Exercise task: Copy the data from the line containing "center line, that would be wonderful." through the line containing "(1062, 535)", both included, as a numbered list with blank lines left out.

Data for this task:
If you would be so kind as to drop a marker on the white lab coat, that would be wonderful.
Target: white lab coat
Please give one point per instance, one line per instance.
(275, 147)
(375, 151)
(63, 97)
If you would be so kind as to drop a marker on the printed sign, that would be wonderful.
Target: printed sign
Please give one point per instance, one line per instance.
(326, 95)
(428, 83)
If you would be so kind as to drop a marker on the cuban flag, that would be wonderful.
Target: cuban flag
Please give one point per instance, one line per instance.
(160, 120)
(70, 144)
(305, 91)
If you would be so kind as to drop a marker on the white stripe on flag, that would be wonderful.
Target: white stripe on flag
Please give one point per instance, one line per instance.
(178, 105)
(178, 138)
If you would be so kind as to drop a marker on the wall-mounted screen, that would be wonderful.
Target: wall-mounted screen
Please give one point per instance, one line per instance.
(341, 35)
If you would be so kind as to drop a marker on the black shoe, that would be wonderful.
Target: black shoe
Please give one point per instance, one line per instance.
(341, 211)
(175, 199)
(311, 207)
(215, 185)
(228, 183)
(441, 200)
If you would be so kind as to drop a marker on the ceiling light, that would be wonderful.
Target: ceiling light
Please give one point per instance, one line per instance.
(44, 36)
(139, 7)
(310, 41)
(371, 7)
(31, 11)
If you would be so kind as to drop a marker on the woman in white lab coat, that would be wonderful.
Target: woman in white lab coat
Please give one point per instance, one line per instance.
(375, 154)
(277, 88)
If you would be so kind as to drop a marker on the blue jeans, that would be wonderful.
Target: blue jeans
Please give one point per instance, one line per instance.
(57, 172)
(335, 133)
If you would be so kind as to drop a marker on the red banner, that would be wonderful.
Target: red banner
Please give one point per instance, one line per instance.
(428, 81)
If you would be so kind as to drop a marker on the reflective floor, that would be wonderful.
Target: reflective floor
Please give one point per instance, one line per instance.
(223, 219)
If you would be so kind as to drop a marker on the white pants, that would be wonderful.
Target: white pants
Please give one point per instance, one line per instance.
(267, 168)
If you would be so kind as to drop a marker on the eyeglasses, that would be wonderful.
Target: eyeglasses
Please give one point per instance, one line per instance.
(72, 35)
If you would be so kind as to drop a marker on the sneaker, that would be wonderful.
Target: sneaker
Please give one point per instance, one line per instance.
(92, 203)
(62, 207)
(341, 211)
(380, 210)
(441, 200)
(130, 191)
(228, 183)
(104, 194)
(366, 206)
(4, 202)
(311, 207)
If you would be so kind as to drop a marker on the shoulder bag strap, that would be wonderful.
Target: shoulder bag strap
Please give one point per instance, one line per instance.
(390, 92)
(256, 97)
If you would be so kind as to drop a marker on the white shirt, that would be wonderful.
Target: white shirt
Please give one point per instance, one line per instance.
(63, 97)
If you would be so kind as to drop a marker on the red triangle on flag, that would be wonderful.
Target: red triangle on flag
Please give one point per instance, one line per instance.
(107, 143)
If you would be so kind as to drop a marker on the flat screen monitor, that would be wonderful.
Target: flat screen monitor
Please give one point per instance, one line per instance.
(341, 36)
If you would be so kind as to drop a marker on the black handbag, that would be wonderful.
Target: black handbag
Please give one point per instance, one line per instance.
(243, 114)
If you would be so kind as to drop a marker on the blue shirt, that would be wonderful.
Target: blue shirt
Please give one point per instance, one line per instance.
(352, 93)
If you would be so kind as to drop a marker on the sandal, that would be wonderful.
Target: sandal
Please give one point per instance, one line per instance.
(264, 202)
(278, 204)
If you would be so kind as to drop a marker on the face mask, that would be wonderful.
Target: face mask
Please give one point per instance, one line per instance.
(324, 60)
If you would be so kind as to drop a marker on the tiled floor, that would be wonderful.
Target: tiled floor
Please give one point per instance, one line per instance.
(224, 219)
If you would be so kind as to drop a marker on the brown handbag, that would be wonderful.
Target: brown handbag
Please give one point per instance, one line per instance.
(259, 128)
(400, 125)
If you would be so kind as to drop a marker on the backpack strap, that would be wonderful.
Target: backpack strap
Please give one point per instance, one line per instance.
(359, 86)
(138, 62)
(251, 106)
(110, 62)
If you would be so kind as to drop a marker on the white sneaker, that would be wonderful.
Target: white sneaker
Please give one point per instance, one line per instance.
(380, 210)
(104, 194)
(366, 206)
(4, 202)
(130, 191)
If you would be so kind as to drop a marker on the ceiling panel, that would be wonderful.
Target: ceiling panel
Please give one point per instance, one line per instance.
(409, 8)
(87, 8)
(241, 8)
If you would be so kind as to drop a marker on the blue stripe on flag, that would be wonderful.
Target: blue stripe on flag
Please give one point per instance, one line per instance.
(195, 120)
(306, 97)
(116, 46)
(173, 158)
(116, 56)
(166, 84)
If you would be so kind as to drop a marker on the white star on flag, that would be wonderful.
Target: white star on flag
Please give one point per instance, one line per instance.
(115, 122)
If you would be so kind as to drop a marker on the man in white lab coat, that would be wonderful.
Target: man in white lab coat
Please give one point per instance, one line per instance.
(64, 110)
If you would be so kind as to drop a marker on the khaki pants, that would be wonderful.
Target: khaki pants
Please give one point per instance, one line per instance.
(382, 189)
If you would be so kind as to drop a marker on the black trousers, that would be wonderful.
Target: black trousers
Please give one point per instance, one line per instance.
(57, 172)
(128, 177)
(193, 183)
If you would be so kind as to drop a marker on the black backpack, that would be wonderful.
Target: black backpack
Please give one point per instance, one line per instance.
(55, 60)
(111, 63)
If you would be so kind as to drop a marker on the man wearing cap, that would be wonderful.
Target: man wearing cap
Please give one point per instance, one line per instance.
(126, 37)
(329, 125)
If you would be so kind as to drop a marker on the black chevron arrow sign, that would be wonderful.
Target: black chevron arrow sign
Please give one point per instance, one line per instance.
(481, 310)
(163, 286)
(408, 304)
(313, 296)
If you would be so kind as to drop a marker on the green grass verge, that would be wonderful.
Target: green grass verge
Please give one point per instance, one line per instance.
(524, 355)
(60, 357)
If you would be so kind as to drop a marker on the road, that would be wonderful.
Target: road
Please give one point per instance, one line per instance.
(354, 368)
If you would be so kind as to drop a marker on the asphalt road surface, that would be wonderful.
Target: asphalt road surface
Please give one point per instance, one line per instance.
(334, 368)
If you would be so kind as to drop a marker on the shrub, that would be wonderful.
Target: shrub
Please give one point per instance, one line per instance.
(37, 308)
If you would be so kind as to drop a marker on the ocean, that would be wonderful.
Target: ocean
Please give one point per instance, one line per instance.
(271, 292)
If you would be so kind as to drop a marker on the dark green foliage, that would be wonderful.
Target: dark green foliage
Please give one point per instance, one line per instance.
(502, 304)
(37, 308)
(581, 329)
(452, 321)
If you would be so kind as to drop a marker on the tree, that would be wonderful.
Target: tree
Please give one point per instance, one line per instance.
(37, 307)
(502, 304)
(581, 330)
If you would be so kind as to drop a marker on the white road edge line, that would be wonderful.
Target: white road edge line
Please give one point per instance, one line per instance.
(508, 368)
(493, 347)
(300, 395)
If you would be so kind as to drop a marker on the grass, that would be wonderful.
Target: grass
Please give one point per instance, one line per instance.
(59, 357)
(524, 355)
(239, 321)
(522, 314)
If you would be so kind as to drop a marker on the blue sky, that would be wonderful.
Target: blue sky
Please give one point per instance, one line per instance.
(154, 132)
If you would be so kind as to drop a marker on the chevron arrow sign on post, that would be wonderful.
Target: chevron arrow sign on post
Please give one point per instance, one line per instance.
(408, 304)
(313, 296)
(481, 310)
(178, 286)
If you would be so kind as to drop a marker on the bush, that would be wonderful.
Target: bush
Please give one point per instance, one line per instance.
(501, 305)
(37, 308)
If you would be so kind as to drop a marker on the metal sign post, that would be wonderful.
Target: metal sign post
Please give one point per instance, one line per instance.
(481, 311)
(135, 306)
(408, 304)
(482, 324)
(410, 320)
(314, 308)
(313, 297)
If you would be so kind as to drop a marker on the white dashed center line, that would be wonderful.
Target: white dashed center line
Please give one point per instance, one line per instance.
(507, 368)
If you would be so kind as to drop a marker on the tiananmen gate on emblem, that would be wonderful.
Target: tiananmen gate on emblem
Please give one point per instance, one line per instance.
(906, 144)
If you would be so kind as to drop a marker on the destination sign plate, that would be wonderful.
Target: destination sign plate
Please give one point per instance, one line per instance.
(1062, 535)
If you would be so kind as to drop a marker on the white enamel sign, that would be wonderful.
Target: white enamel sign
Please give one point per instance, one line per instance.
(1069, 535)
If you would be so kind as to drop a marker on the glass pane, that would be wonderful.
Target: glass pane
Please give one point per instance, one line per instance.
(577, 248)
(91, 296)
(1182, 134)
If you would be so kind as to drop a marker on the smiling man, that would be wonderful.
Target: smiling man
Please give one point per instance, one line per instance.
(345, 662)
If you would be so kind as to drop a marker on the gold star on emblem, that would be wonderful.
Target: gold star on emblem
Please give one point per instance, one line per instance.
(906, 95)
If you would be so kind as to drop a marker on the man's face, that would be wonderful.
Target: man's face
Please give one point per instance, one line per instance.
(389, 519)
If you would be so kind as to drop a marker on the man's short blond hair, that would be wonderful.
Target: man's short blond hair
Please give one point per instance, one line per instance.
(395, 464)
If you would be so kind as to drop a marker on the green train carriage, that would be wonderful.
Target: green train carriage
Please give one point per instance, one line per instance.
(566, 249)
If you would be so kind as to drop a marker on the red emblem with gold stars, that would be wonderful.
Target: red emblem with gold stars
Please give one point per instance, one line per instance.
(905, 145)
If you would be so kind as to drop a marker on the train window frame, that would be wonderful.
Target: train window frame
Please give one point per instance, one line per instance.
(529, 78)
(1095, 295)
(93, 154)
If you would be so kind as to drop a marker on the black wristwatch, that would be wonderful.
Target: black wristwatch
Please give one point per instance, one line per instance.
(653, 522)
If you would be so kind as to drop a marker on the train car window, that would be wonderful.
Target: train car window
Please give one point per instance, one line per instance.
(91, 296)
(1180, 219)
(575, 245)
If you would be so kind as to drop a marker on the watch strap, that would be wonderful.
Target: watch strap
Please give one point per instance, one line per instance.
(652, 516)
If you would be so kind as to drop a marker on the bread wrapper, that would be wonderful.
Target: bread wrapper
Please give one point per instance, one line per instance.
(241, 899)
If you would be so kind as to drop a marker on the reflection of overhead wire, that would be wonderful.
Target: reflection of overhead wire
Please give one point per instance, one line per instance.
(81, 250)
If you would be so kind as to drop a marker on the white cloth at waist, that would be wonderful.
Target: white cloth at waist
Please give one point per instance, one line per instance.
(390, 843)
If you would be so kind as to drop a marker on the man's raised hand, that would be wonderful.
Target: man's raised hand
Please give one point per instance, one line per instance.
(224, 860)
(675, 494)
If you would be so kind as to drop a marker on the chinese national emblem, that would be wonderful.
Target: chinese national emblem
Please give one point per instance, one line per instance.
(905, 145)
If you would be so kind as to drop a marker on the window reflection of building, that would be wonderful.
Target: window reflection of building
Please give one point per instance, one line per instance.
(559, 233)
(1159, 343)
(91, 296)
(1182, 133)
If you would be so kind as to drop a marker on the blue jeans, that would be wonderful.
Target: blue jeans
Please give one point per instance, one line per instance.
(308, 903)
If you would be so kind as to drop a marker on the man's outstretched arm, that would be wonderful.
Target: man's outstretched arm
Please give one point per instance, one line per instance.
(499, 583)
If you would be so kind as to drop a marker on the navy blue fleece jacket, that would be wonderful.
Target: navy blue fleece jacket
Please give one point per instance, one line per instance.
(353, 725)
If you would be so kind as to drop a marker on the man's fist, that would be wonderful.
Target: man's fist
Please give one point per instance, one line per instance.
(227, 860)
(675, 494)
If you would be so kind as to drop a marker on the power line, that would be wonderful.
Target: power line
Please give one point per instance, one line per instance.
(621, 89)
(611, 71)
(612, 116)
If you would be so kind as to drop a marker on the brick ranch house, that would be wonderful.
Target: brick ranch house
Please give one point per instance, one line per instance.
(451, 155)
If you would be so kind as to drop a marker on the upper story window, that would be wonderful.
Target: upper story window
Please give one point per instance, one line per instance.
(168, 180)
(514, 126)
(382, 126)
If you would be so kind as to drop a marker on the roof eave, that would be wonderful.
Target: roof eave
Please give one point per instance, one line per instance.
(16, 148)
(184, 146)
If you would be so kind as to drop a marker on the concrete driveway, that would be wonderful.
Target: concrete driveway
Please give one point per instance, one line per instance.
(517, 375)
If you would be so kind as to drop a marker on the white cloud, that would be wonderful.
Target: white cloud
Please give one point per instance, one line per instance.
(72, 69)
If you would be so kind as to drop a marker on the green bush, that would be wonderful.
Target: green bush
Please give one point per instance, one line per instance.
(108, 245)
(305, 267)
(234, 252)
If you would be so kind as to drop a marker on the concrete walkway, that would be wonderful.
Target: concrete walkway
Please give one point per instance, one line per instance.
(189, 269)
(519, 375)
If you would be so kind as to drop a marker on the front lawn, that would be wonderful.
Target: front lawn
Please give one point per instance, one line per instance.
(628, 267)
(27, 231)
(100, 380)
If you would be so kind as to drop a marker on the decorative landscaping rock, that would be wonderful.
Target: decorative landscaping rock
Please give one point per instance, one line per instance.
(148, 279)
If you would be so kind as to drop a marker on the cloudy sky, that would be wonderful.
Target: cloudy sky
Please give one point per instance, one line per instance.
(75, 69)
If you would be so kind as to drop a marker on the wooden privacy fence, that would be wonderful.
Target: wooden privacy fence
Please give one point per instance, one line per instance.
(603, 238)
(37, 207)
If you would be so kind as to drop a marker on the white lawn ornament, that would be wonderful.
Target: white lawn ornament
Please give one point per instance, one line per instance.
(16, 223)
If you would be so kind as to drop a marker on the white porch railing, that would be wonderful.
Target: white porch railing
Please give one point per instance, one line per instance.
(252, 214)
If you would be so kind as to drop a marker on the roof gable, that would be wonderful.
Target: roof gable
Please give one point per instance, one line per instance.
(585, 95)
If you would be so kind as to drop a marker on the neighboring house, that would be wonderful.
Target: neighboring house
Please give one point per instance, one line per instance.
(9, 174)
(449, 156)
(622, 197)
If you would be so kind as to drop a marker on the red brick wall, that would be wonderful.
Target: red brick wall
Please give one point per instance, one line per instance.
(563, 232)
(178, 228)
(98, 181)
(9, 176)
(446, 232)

Exercise response:
1. If you would be so kind as to drop a marker on the white dashed center line, that would be wonderful.
2. Target: white dashed center line
3. Please give one point per instance, one line per instance.
4. (507, 368)
5. If you would be so kind as to drop a marker on the tiananmen gate on emblem, that would be wonderful.
6. Target: tiananmen gate on emblem
7. Please give one point per instance, one line per instance.
8. (906, 144)
9. If you would be so kind as to drop a marker on the destination sign plate, that would be wonderful.
10. Target: destination sign plate
11. Please give one point per instance, one line per instance.
12. (1062, 535)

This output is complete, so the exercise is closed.